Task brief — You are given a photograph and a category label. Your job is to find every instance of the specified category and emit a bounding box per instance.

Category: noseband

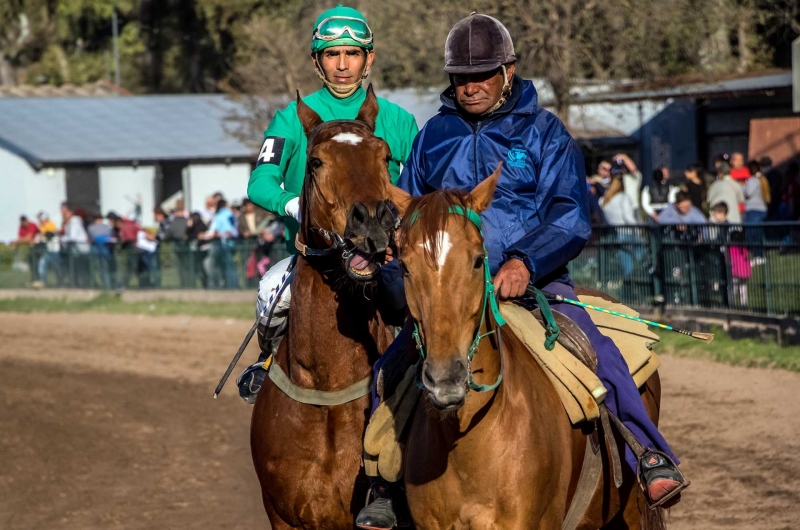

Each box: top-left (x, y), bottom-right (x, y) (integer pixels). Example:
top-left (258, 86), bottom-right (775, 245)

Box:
top-left (408, 205), bottom-right (506, 392)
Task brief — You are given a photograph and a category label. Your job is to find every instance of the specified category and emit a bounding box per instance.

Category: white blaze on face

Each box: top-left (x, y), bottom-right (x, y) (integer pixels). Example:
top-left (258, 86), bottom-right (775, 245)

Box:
top-left (425, 230), bottom-right (453, 271)
top-left (331, 133), bottom-right (363, 145)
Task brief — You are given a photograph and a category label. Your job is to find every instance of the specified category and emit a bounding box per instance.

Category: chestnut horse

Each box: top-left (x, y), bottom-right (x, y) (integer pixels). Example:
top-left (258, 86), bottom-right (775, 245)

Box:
top-left (392, 167), bottom-right (661, 530)
top-left (250, 87), bottom-right (412, 530)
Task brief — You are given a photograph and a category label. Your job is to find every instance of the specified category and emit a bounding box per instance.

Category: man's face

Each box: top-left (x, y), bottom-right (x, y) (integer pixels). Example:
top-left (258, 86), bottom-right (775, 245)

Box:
top-left (453, 64), bottom-right (514, 116)
top-left (311, 46), bottom-right (375, 86)
top-left (597, 160), bottom-right (611, 179)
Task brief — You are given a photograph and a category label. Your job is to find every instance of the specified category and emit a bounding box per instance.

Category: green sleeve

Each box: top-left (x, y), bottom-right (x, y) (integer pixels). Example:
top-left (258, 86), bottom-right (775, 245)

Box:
top-left (392, 112), bottom-right (419, 186)
top-left (247, 103), bottom-right (299, 216)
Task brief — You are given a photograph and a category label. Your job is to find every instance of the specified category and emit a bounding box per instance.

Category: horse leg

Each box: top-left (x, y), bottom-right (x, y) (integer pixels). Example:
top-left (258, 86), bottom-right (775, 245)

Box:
top-left (603, 372), bottom-right (666, 530)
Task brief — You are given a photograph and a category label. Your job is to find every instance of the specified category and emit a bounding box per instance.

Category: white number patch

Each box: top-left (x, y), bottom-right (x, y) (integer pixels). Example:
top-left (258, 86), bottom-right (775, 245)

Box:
top-left (256, 136), bottom-right (286, 167)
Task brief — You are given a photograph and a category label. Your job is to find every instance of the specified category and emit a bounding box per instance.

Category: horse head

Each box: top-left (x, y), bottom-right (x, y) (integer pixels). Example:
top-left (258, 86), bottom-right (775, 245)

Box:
top-left (399, 165), bottom-right (500, 410)
top-left (297, 85), bottom-right (410, 282)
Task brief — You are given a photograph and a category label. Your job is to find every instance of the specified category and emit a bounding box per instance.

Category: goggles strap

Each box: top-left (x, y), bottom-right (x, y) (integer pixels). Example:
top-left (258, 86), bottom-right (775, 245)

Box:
top-left (314, 53), bottom-right (369, 99)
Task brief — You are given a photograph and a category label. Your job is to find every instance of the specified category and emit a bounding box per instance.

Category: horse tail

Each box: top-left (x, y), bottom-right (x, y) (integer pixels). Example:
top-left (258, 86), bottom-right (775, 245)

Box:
top-left (640, 506), bottom-right (667, 530)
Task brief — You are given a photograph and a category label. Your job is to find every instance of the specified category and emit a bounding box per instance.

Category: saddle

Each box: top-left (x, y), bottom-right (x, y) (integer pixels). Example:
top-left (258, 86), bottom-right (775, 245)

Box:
top-left (364, 293), bottom-right (661, 482)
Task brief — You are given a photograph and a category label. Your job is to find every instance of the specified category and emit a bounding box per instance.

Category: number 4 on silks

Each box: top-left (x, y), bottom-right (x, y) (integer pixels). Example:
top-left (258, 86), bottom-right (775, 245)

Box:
top-left (256, 136), bottom-right (286, 167)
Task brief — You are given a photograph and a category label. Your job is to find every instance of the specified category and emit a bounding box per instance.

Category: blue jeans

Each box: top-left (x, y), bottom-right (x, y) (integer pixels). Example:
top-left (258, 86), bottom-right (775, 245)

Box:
top-left (372, 282), bottom-right (680, 472)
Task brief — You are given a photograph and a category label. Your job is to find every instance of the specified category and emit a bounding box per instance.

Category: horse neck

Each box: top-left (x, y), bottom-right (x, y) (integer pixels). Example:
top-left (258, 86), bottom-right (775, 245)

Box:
top-left (286, 258), bottom-right (391, 390)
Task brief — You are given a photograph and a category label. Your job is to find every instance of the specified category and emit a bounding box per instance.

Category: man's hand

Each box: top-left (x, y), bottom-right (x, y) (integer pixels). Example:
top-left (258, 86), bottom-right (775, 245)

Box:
top-left (494, 259), bottom-right (531, 300)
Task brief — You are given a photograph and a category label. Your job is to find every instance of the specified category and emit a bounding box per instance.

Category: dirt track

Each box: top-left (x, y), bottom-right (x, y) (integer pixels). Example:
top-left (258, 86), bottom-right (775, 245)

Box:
top-left (0, 313), bottom-right (800, 530)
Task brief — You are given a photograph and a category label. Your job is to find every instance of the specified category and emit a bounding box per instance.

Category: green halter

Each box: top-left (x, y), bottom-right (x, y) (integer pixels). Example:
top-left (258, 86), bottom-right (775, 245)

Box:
top-left (408, 206), bottom-right (506, 392)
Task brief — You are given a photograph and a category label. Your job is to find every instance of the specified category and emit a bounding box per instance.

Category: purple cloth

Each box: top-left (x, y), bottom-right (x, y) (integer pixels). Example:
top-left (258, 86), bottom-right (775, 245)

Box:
top-left (372, 282), bottom-right (680, 472)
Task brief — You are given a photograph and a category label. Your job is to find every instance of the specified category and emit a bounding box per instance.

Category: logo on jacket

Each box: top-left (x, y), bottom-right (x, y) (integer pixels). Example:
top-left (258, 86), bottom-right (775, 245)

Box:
top-left (508, 147), bottom-right (528, 168)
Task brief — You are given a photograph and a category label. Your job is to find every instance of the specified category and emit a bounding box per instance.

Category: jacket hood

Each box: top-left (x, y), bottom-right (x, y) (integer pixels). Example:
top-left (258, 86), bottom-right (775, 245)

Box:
top-left (439, 74), bottom-right (539, 114)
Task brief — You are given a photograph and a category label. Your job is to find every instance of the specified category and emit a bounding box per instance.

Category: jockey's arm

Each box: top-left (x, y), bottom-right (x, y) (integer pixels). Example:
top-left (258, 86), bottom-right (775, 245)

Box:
top-left (503, 122), bottom-right (591, 284)
top-left (247, 107), bottom-right (302, 216)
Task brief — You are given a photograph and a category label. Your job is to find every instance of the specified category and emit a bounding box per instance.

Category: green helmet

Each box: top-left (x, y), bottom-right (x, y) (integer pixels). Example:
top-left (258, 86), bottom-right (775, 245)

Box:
top-left (311, 4), bottom-right (372, 53)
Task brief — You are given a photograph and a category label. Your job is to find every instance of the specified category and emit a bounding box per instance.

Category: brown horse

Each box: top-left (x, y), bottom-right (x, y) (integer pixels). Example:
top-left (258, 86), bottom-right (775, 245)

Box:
top-left (250, 87), bottom-right (412, 530)
top-left (392, 168), bottom-right (661, 530)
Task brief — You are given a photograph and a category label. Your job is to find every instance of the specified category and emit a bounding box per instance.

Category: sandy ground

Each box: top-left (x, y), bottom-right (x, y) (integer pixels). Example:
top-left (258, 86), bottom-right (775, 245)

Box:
top-left (0, 313), bottom-right (800, 530)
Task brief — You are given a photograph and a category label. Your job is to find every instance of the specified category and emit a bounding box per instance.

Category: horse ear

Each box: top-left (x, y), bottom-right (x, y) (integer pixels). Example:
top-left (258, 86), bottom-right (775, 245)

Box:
top-left (467, 162), bottom-right (503, 213)
top-left (389, 184), bottom-right (411, 217)
top-left (356, 83), bottom-right (380, 131)
top-left (297, 90), bottom-right (322, 136)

__________________________________________________

> Consigne: Repérez chaque ligne des entrées ci-dessus qui contient le mot « face », puis recopiez-la.

> Réponse complète:
Category: white blaze on face
Category: man's face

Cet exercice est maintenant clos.